Die Betrachtung solcher Bezüge zwischen dem Klima und dem menschlichem Erleben und Verhalten gehört zum Fachgebiet der Humanbiometeorologie. Hier wird die Wirkung des Klimas auf den Menschen untersucht. Wärme oder Kälte, Lärm, Lufthygiene bzw. Luftqualität, UV-Strahlung, Gerüche – um diese Faktoren geht es im wesentlichen.

Unterscheidungen zwischen Stadt und Land sind bedeutsam: Beispielsweise herrscht in der Stadt weniger Wind. Dafür ist es dort etwas wärmer als auf dem Land. Die Feststellung „wärmer“ geht dabei von der eigenen Energiebilanz des Körpers aus: Bei einer Hauttemperatur von 33°C und einer Körper-Innentemperatur von ca. 37 °C bedeutet Frieren einen Abzug von Energie (und umgekehrt). Der wissenschaftlich ermittelte PET-Wert der Behaglichkeit liegt zwischen 18 und 23°C und bezieht mehrere Faktoren mit ein wie z.B. den Luftzug, also Wind, die Luftfeuchte und die Strahlungstemperatur, aber auch den Lärm und das Licht (PET = Physiologisch Äquivalente Temperatur).

Für das Forschungsprojekt wurden diese Werte vor Ort mit einem kleinen fahrbaren Laborwagen gemessen, aber es wurden auch Bebachtungen notiert, wie z.B. die Kleidung der Personen und ihre aktuelle Tätigkeit. Sie wurden auch gefragt, was sie unmittelbar davor gemacht hatten und was sie in nächster Zukunft tun wollten. Diese Faktoren hatten großen Einfluß auf das Verhalten. Junge und alte Menschen reagieren jeweils unterschiedlich. Der größte Einfluß ging von den Werten für Wind und Strahlung aus, erstaunlicherweise relativ unabhängig von der Temperatur.

#### [ARBEITSAUFTRAG 1]
In welchem Bereich liegt laut dem Lesetext der wissenschaftlich ermittelte PET-Wert der Behaglichkeit?
#### [ARBEITSAUFTRAG 2]
Wiederholen Sie wortgetreu die Passage des Lesetexts von „Für das Forschungsprojekt“ bis einschließlich „von der Temperatur.“.

#### [Gespeicherte Dateneinträge]
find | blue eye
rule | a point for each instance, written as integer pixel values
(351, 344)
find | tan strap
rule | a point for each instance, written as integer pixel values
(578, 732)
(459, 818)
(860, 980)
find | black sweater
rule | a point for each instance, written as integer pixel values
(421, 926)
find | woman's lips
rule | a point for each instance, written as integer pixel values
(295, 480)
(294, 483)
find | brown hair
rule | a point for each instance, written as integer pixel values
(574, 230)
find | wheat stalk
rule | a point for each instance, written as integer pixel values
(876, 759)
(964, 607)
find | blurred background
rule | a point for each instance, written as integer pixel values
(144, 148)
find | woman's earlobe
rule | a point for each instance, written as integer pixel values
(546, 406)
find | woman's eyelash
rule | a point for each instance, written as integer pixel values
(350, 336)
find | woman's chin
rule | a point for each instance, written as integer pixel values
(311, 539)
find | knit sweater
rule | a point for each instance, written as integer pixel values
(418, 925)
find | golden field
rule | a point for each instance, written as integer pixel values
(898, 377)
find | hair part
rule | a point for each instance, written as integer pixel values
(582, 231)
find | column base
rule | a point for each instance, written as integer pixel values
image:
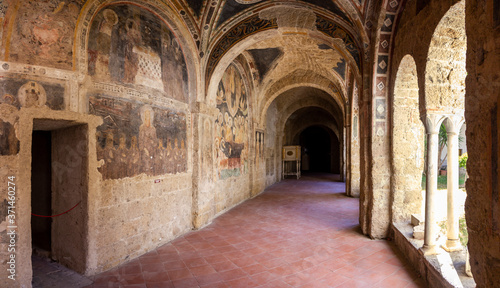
(429, 250)
(452, 245)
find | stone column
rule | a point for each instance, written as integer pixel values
(430, 232)
(453, 242)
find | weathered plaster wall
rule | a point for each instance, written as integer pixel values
(482, 207)
(354, 165)
(408, 135)
(272, 153)
(135, 104)
(411, 87)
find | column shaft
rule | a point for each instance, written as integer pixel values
(453, 242)
(431, 193)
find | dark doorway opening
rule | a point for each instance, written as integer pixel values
(59, 192)
(322, 149)
(41, 191)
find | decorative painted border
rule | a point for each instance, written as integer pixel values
(334, 30)
(381, 70)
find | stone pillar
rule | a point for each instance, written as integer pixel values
(348, 148)
(453, 241)
(430, 233)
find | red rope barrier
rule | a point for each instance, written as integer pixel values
(57, 214)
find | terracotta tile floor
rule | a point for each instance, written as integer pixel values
(298, 233)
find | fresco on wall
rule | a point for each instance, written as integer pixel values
(25, 93)
(9, 144)
(129, 45)
(231, 141)
(45, 34)
(137, 138)
(340, 68)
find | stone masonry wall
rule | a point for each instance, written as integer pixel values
(482, 207)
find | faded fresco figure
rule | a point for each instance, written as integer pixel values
(129, 45)
(134, 158)
(122, 156)
(32, 94)
(109, 157)
(9, 144)
(147, 139)
(231, 129)
(104, 44)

#### [ANTWORT 1]
Zwischen 18 und 23 °C.

#### [ANTWORT 2]
Für das Forschungsprojekt wurden diese Werte vor Ort mit einem kleinen fahrbaren Laborwagen gemessen, aber es wurden auch Bebachtungen notiert, wie z.B. die Kleidung der Personen und ihre aktuelle Tätigkeit. Sie wurden auch gefragt, was sie unmittelbar davor gemacht hatten und was sie in nächster Zukunft tun wollten. Diese Faktoren hatten großen Einfluß auf das Verhalten. Junge und alte Menschen reagieren jeweils unterschiedlich. Der größte Einfluß ging von den Werten für Wind und Strahlung aus, erstaunlicherweise relativ unabhängig von der Temperatur.